* _Information provided_
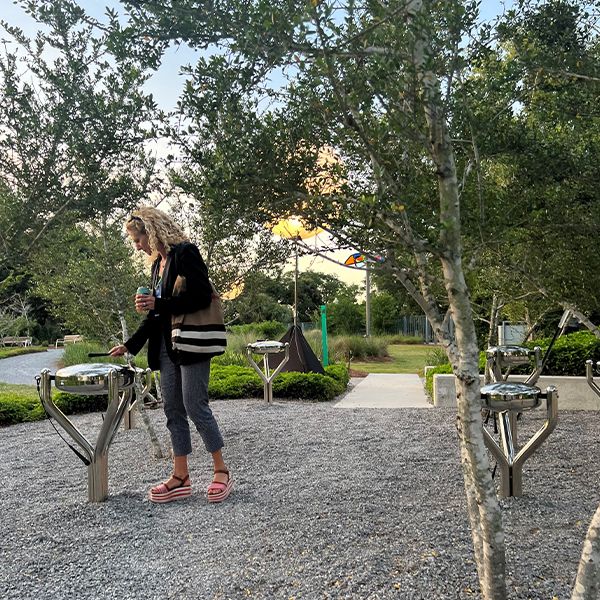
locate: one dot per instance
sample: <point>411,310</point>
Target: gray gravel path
<point>24,368</point>
<point>359,503</point>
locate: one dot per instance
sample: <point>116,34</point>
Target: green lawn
<point>28,392</point>
<point>404,358</point>
<point>18,350</point>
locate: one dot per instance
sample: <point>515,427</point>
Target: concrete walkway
<point>24,368</point>
<point>386,390</point>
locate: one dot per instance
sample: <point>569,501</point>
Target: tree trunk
<point>493,329</point>
<point>587,584</point>
<point>482,504</point>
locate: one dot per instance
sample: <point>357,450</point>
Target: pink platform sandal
<point>217,491</point>
<point>162,494</point>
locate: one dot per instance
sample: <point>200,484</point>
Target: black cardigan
<point>183,259</point>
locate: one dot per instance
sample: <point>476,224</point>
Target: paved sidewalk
<point>23,369</point>
<point>386,390</point>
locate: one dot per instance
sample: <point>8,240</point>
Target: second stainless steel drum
<point>92,378</point>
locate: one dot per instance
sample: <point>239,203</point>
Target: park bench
<point>69,339</point>
<point>12,340</point>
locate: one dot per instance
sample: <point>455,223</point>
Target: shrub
<point>442,370</point>
<point>244,382</point>
<point>15,410</point>
<point>437,356</point>
<point>569,353</point>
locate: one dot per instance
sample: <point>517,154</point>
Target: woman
<point>184,376</point>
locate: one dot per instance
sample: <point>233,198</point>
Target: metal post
<point>368,302</point>
<point>296,285</point>
<point>324,335</point>
<point>509,458</point>
<point>265,348</point>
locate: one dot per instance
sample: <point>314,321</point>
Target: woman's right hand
<point>118,350</point>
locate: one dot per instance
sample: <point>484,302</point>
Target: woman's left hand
<point>144,302</point>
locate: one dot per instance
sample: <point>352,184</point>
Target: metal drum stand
<point>119,382</point>
<point>505,400</point>
<point>589,372</point>
<point>265,348</point>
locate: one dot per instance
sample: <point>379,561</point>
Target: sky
<point>167,83</point>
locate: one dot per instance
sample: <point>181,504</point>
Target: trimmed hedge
<point>226,382</point>
<point>244,382</point>
<point>569,353</point>
<point>567,357</point>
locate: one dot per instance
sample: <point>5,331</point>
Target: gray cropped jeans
<point>185,394</point>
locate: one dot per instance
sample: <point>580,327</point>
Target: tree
<point>537,165</point>
<point>373,82</point>
<point>384,84</point>
<point>91,289</point>
<point>74,122</point>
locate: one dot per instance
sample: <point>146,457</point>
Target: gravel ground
<point>329,503</point>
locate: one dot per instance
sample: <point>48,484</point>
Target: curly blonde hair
<point>161,229</point>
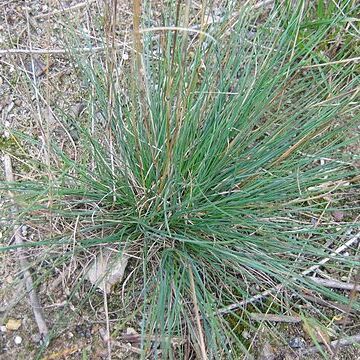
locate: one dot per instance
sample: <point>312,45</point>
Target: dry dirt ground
<point>41,24</point>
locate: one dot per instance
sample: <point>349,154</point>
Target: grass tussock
<point>204,162</point>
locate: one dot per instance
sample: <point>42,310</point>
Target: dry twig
<point>277,288</point>
<point>346,341</point>
<point>24,265</point>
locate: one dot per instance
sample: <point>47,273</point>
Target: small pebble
<point>18,340</point>
<point>297,343</point>
<point>36,338</point>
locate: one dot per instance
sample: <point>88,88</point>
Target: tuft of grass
<point>207,168</point>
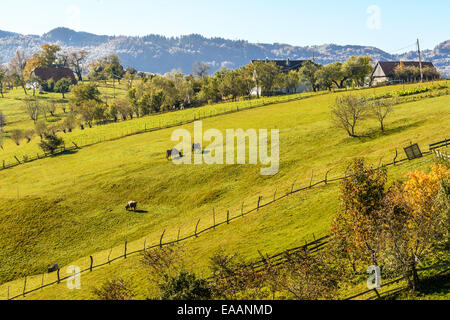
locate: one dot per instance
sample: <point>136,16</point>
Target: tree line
<point>395,228</point>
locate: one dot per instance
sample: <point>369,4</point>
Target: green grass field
<point>64,208</point>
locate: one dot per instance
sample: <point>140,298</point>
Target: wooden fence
<point>148,128</point>
<point>375,294</point>
<point>259,205</point>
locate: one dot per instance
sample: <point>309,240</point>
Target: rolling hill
<point>159,54</point>
<point>68,207</point>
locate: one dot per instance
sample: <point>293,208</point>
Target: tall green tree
<point>308,73</point>
<point>265,75</point>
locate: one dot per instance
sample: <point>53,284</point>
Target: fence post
<point>346,170</point>
<point>292,187</point>
<point>25,286</point>
<point>196,226</point>
<point>326,176</point>
<point>160,239</point>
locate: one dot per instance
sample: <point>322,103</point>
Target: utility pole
<point>420,61</point>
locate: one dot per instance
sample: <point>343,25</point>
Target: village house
<point>384,71</point>
<point>55,73</point>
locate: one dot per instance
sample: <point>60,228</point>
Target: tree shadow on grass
<point>376,133</point>
<point>140,211</point>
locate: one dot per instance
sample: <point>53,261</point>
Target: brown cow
<point>173,152</point>
<point>131,205</point>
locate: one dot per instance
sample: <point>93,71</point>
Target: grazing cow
<point>173,152</point>
<point>53,268</point>
<point>131,205</point>
<point>196,147</point>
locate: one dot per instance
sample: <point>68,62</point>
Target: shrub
<point>184,286</point>
<point>50,143</point>
<point>116,289</point>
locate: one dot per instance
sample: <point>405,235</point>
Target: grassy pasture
<point>13,103</point>
<point>59,209</point>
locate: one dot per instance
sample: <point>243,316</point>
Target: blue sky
<point>389,25</point>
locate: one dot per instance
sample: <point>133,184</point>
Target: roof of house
<point>388,67</point>
<point>55,73</point>
<point>285,65</point>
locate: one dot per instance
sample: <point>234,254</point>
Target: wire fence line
<point>197,232</point>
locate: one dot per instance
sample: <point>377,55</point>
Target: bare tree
<point>2,121</point>
<point>3,77</point>
<point>17,66</point>
<point>380,109</point>
<point>29,134</point>
<point>348,111</point>
<point>33,109</point>
<point>17,136</point>
<point>2,140</point>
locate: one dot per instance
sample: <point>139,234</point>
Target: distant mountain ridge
<point>159,54</point>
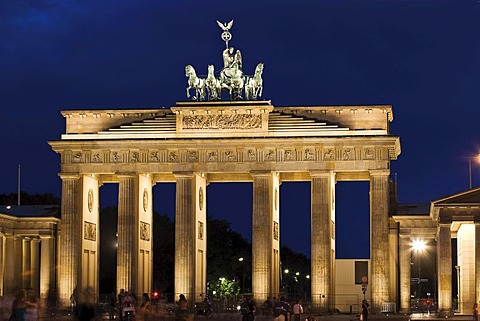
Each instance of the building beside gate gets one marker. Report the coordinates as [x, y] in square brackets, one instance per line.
[194, 143]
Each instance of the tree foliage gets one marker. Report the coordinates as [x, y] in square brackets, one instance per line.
[224, 249]
[224, 289]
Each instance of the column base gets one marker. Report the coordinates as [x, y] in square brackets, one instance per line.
[445, 313]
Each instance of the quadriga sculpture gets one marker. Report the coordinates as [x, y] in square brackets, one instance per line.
[196, 83]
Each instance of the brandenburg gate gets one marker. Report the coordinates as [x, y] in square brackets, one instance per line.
[198, 142]
[195, 143]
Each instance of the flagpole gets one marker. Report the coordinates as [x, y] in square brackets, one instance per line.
[18, 191]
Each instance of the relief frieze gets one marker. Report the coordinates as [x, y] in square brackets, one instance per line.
[251, 155]
[347, 154]
[233, 121]
[134, 157]
[89, 231]
[96, 158]
[212, 156]
[173, 156]
[230, 155]
[308, 154]
[115, 157]
[144, 231]
[329, 154]
[270, 155]
[192, 156]
[369, 153]
[289, 154]
[77, 157]
[154, 157]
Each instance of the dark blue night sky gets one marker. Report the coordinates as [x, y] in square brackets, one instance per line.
[422, 57]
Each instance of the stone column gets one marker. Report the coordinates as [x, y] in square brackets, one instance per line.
[70, 234]
[379, 201]
[26, 262]
[405, 273]
[322, 211]
[9, 274]
[477, 261]
[444, 266]
[190, 236]
[34, 264]
[265, 236]
[2, 263]
[127, 233]
[47, 266]
[18, 258]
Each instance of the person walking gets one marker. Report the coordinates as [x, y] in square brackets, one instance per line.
[145, 307]
[297, 311]
[181, 313]
[20, 305]
[365, 311]
[253, 309]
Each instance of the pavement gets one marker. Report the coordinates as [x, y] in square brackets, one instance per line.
[238, 317]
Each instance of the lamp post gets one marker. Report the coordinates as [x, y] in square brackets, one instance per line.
[418, 247]
[470, 168]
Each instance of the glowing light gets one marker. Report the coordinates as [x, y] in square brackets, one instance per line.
[418, 245]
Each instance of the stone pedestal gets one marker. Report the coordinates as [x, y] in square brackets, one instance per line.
[190, 236]
[444, 266]
[477, 261]
[405, 274]
[70, 236]
[323, 256]
[26, 262]
[379, 201]
[265, 236]
[127, 232]
[47, 266]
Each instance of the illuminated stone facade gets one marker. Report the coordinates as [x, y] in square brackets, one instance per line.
[452, 217]
[193, 144]
[28, 242]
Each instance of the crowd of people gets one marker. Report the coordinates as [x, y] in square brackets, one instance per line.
[125, 306]
[25, 306]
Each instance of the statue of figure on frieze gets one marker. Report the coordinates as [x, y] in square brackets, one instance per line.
[231, 78]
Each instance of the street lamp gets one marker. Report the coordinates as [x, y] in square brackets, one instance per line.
[470, 167]
[418, 247]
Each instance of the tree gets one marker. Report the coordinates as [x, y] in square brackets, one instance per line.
[224, 249]
[224, 289]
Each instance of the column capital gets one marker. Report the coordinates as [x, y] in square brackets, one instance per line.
[126, 175]
[379, 172]
[327, 174]
[183, 174]
[64, 176]
[263, 173]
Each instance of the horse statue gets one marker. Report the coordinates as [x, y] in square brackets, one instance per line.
[196, 83]
[213, 85]
[254, 85]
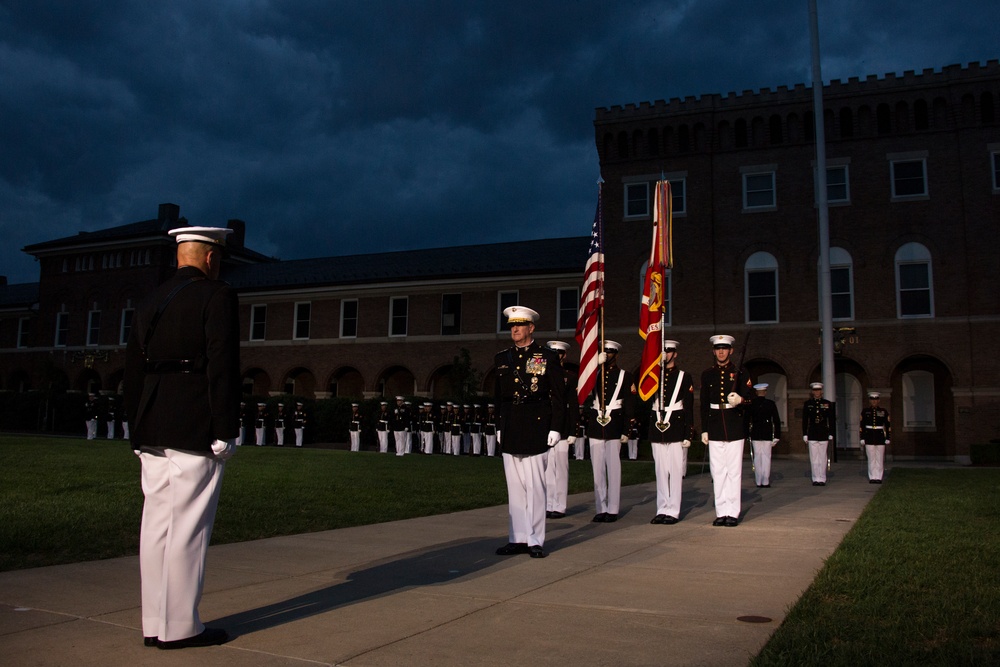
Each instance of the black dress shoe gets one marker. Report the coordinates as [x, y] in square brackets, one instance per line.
[512, 549]
[208, 637]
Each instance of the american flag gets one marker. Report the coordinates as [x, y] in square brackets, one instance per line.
[591, 303]
[651, 312]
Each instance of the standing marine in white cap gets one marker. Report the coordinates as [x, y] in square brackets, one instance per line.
[182, 396]
[724, 388]
[530, 392]
[819, 428]
[875, 436]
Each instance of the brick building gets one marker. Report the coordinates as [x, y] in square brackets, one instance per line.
[913, 167]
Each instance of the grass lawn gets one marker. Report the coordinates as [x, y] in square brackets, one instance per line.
[64, 500]
[915, 582]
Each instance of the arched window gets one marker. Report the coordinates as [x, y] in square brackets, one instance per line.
[761, 292]
[918, 400]
[914, 282]
[842, 284]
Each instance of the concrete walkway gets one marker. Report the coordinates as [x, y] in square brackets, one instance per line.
[430, 591]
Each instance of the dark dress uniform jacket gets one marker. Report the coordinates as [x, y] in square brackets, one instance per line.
[819, 419]
[530, 392]
[185, 410]
[875, 426]
[725, 424]
[680, 423]
[763, 420]
[621, 418]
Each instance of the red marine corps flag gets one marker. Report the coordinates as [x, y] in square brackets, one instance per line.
[591, 306]
[652, 315]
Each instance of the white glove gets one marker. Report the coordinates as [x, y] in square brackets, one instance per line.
[223, 449]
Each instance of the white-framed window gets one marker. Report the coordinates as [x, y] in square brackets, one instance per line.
[258, 321]
[838, 186]
[761, 293]
[125, 327]
[62, 329]
[908, 177]
[668, 316]
[914, 282]
[995, 168]
[398, 315]
[303, 313]
[23, 331]
[349, 318]
[451, 314]
[504, 300]
[568, 307]
[759, 191]
[842, 284]
[918, 401]
[637, 200]
[93, 327]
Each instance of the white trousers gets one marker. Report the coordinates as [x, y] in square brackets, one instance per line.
[876, 461]
[525, 498]
[726, 464]
[401, 438]
[817, 459]
[181, 492]
[557, 477]
[762, 461]
[668, 460]
[605, 457]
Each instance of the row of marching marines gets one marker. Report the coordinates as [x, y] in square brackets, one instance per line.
[538, 416]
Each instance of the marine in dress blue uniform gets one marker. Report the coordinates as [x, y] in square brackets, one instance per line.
[182, 397]
[530, 392]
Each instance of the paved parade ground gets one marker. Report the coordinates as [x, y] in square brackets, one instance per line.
[431, 591]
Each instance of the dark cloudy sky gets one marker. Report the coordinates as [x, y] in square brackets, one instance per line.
[349, 127]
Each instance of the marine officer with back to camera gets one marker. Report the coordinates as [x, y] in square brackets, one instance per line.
[182, 393]
[530, 392]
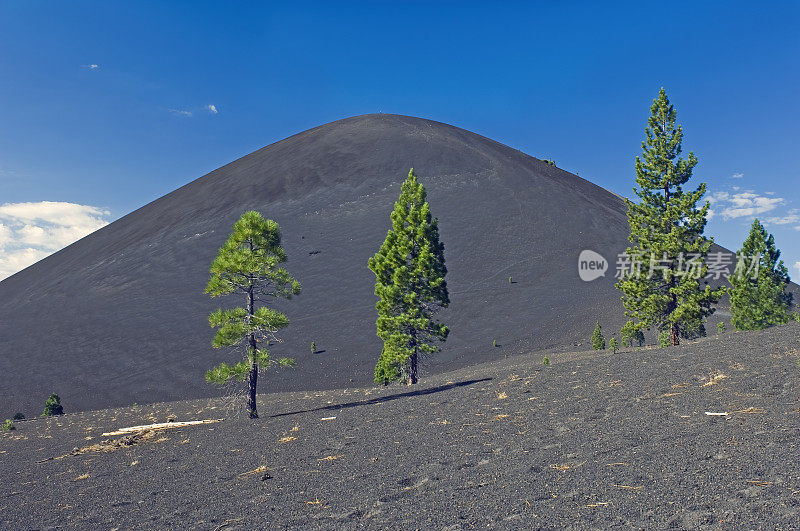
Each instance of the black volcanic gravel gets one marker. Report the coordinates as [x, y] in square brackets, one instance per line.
[120, 316]
[594, 440]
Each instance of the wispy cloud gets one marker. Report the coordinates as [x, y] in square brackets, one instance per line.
[179, 112]
[188, 113]
[743, 204]
[792, 217]
[31, 231]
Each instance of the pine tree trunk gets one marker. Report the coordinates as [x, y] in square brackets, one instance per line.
[412, 372]
[413, 375]
[252, 379]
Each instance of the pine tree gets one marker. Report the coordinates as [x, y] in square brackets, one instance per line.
[409, 281]
[598, 341]
[613, 345]
[247, 264]
[669, 247]
[757, 303]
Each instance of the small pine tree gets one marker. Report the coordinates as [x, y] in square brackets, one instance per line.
[613, 345]
[631, 337]
[598, 341]
[761, 302]
[409, 282]
[664, 338]
[667, 226]
[247, 264]
[53, 406]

* _Stated exercise_
All lines from the one containing "Each instance of the pine tree trunk" through the end of the records, both ends included, are to be quoted exactly; please add nothing else.

* _Exercise result_
Each instance of the pine tree trunk gets one marker. Report the coordinates as [x, y] in square brackets, one instance per line.
[412, 372]
[413, 375]
[252, 379]
Each instance of the pine tree gets one marker. Report the coordinates as [x, y] in square brackets, one instance per line.
[409, 281]
[598, 341]
[613, 345]
[247, 264]
[669, 247]
[757, 303]
Each instance of the small pine tree gets one marker. Report the coordinates as [x, y] in square brackets, one instance per line.
[613, 345]
[631, 337]
[598, 341]
[761, 302]
[409, 282]
[664, 338]
[667, 226]
[247, 264]
[53, 406]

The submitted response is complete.